━━ DATASET EXCERPTS ━━
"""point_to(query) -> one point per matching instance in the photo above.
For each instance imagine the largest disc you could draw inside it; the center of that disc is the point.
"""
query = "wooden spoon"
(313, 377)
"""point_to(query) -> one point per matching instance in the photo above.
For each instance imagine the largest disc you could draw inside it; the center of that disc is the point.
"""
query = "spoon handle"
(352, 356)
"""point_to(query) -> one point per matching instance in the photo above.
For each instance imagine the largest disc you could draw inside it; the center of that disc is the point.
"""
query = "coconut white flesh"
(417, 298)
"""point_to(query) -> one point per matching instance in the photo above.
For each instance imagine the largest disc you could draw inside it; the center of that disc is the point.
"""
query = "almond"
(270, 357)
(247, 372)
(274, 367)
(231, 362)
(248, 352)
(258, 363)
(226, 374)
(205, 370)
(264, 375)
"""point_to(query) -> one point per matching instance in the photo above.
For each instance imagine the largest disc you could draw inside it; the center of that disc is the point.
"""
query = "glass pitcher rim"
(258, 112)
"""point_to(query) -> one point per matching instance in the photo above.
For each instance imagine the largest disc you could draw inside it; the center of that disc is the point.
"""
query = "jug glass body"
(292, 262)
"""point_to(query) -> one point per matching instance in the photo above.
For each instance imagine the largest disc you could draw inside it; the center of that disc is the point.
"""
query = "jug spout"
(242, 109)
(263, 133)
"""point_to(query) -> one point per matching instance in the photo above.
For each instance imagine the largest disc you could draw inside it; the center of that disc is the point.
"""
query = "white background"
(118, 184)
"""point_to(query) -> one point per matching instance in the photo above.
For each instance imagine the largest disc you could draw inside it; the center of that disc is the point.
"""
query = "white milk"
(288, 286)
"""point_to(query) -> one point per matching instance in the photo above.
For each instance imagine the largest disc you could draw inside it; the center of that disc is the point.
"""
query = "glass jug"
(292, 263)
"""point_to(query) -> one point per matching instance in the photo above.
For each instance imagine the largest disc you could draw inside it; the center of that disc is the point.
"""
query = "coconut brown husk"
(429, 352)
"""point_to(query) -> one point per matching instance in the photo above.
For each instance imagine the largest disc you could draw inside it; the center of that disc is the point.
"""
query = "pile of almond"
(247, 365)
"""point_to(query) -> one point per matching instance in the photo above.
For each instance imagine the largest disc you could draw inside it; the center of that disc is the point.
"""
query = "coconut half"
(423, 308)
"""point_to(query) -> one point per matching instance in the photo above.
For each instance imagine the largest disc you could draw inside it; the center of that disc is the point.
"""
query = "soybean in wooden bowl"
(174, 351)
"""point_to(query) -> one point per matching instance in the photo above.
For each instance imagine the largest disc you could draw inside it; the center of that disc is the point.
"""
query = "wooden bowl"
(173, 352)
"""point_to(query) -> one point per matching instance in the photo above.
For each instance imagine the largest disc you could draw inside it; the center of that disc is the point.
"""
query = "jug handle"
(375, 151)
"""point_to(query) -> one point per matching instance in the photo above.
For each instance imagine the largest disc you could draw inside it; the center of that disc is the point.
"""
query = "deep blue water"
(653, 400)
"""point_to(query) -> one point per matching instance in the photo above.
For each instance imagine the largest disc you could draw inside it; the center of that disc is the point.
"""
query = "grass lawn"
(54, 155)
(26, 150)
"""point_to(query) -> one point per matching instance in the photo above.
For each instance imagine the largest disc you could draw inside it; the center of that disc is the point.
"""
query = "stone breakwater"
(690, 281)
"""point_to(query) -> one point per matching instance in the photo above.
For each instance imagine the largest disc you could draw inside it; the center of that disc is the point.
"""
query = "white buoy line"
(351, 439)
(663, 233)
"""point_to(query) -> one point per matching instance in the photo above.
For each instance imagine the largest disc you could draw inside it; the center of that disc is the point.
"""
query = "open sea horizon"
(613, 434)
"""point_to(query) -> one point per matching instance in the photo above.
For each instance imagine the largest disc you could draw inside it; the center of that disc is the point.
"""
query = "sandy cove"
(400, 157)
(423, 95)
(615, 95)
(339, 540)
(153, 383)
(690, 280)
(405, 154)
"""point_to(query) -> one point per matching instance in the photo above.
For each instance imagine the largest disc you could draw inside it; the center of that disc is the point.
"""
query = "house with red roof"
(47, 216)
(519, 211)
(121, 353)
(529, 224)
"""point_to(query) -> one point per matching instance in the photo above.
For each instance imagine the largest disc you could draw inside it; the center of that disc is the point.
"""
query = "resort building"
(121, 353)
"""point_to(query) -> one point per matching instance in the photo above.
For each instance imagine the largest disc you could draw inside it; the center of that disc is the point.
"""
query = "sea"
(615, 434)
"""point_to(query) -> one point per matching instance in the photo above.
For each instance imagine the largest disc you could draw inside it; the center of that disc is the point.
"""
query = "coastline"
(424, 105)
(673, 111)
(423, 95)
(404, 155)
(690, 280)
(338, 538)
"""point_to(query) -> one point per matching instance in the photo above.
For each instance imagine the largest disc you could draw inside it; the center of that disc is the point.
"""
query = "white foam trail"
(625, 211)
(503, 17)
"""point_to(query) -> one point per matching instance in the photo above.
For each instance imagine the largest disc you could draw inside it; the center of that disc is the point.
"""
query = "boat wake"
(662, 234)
━━━
The full set of records above must be retyped exactly.

SOLUTION FOR THIS TASK »
"""point_to(query) -> one point per matching instance in the photo above.
For each instance imagine the largest disc you could draw inside it; the center of that disc is the point.
"""
query = "wooden spoon"
(313, 377)
"""point_to(query) -> one point per matching instance in the photo above.
For each instance imagine the largest disc you could draw inside it; the center of that disc is the point.
"""
query = "spoon handle"
(352, 356)
"""point_to(query) -> one point per matching instance in the photo above.
For each instance imagine the largest disc you could draw inside it; the center of that disc is the point.
"""
query = "coconut white flesh"
(417, 298)
"""point_to(query) -> one point per matching instance in the photo above.
For each instance imagine the largest disc you could draw inside it; the center of that disc is the point.
"""
query = "almond"
(270, 357)
(247, 372)
(274, 367)
(231, 362)
(248, 352)
(258, 363)
(226, 374)
(205, 370)
(264, 375)
"""point_to(query) -> one point per matching instance in the photo above.
For each instance imagine the largest disc you could draw inside it; the center of that disc is the point.
"""
query = "glass pitcher rim"
(258, 112)
"""point_to(query) -> one point per matching instance in the photo above.
For each instance imagine the largest disc you could draw inside it; the center of that disc is the point.
"""
query = "jug glass body"
(292, 262)
"""point_to(query) -> one point per matching instance in the photo above.
For each instance imagine the largest disc you could draw inside it; the center of that disc is the point.
"""
query = "jug spout"
(242, 109)
(263, 133)
"""point_to(query) -> one point per matching instance in the photo above.
For each instance imagine the largest disc you could draw inside it; the center of that disc is the point.
"""
query = "white background"
(118, 184)
"""point_to(query) -> one point per matching instance in the photo above.
For each instance imagine the largest disc you could draw inside it; the center of that disc is the point.
"""
query = "white milk"
(288, 286)
"""point_to(query) -> one point per matching instance in the photo above.
For each instance imagine the largest disc you could draw inside it; the center of that disc is the point.
"""
query = "glass jug"
(292, 263)
"""point_to(query) -> one point per matching instance in the photo above.
For each instance imagine the largest disc you could draw inside it; the center of that disc is the point.
"""
query = "coconut brown husk"
(429, 352)
"""point_to(query) -> one point per matching instance in the photo above.
For each instance imagine the largest disc you could draw inside it; the center of that disc is the point.
"""
query = "pile of almond"
(247, 365)
"""point_to(query) -> one point per matching instance in the photo above.
For each instance imagine the largest disc you could draw inside it; the center of that disc is the point.
"""
query = "coconut half"
(423, 308)
"""point_to(query) -> one point per matching instance in the photo above.
For each instance imagine the largest disc you could draw inside it; the center of that disc is the point.
"""
query = "soybean in wooden bowl"
(174, 351)
"""point_to(query) -> one point per matching instance in the photo above.
For each instance imagine the largest disc you could draw inside it; the center of that disc is the point.
"""
query = "wooden bowl"
(173, 352)
"""point_to(query) -> one point per matching instance in the photo above.
For each instance imagine the largest disc you could draw inside it; the center of that disc is the point.
"""
query = "jug handle"
(375, 151)
"""point_to(query) -> one point per matching instance in the photo above.
For each instance imagine the largest disc you could draw inside it; the center of that disc is the point.
"""
query = "deep blue water"
(653, 400)
"""point_to(query) -> one point per matching instance in the photo above.
For each instance imagine the largest disc you could draw inside it; the center of that disc is the point.
"""
query = "grass lawn"
(54, 155)
(26, 150)
"""point_to(query) -> one point per matching instance in the photo above.
For each instance imagine the largest disc you could draw inside it; the center of that disc is the point.
"""
query = "stone breakwater"
(690, 281)
"""point_to(query) -> one point per matching instance in the photo above.
For each instance imagine the largest disc you could draw inside it; the center of that disc is the point.
"""
query = "white buoy line"
(351, 439)
(663, 233)
"""point_to(query) -> one point per matching instance in the photo above.
For each instance imagine the largest disc you could draw inside it; the center of that disc is the point.
"""
query = "open sea horizon"
(613, 434)
"""point_to(query) -> one point per matching instance in the photo above.
For each instance imagine the largest disc you could draw inside it; the center of that disc is the point.
"""
query = "sandy cove"
(400, 157)
(423, 95)
(615, 95)
(339, 540)
(153, 383)
(690, 280)
(405, 154)
"""point_to(query) -> one point per matching instance in the photo above.
For each instance imagine the largest disc you could draw inside it; the center of that disc is the point.
"""
query = "house with red roof"
(47, 216)
(519, 211)
(121, 353)
(529, 224)
"""point_to(query) -> one point per matching instance in the photo above.
For each instance imagine the largest disc you could draw inside it; the center of that disc is the point.
"""
query = "resort building"
(121, 353)
"""point_to(query) -> one point per matching instance in the photo above.
For each instance imagine the largest disc you could draw inside it; the center of that disc is the point.
"""
query = "sea"
(615, 434)
"""point_to(query) -> one point per matching instance in the photo above.
For each instance imagine the largest disc you could draw inside it; the center of that disc is the point.
"""
query = "coastline"
(424, 105)
(673, 111)
(423, 95)
(404, 155)
(690, 280)
(338, 538)
"""point_to(query) -> one point per matching instance in the photo above.
For each instance imagine the largest disc you could draw inside it; the center of that disc is the point.
"""
query = "white foam trail"
(625, 211)
(503, 17)
"""point_to(query) -> one point per matching instance in the photo above.
For each instance imagine the largest disc you could draw inside it; the center of that disc is the point.
"""
query = "boat wake"
(662, 234)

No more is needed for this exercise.